**Record list**
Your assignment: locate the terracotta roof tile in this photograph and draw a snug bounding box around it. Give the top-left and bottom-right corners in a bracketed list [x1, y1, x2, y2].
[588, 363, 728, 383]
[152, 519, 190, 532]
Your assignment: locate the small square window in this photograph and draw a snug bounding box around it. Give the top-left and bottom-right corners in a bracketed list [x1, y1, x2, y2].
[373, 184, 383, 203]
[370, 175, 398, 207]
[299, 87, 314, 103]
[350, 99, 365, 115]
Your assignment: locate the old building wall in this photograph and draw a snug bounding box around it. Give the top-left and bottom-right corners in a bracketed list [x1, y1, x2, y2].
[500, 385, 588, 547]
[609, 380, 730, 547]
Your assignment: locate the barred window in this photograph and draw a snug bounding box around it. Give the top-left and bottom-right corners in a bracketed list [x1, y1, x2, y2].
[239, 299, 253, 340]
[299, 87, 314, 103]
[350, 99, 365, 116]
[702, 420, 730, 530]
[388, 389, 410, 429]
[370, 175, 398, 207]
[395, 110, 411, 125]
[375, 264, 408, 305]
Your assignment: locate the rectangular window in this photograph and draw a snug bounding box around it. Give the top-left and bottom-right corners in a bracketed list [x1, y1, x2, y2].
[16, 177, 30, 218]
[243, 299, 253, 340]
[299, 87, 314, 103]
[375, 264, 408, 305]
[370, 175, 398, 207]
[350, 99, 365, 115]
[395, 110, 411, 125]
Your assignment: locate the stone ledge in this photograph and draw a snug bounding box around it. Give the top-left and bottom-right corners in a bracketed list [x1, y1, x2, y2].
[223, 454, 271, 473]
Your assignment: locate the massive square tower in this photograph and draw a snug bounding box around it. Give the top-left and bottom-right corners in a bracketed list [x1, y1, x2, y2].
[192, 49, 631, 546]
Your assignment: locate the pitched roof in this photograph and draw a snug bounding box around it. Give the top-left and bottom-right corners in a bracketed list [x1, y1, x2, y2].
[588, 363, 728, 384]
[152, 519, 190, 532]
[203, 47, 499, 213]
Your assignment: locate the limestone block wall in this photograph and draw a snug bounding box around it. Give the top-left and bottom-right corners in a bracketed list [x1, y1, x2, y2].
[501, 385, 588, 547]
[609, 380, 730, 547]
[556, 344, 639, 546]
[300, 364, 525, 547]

**Given instruction**
Reproduce verbatim the stretch of items from the line containing "Your assignment: locate the stone" through the line containing "[203, 47, 499, 213]", including both of those lines.

**Solution for this problem**
Your assignment: locate the stone ledge in this photograph and draw a snug bounding box around it. Give the top-left and bottom-right corners in a bracketed list [x1, y1, x2, y2].
[223, 454, 271, 473]
Your assignment: locate the massive square tower in this photograph and draw a snug bounding box around it. Give the top-left and bottom-right corners in a bracketed list [x1, y1, x2, y2].
[192, 49, 631, 546]
Your assignment: locate the pitched roof in this photograph and draw a snug bounding box around it. Give the top-left and bottom-right corners in a bracketed list [x1, y1, x2, y2].
[588, 363, 728, 384]
[152, 519, 190, 532]
[203, 47, 499, 213]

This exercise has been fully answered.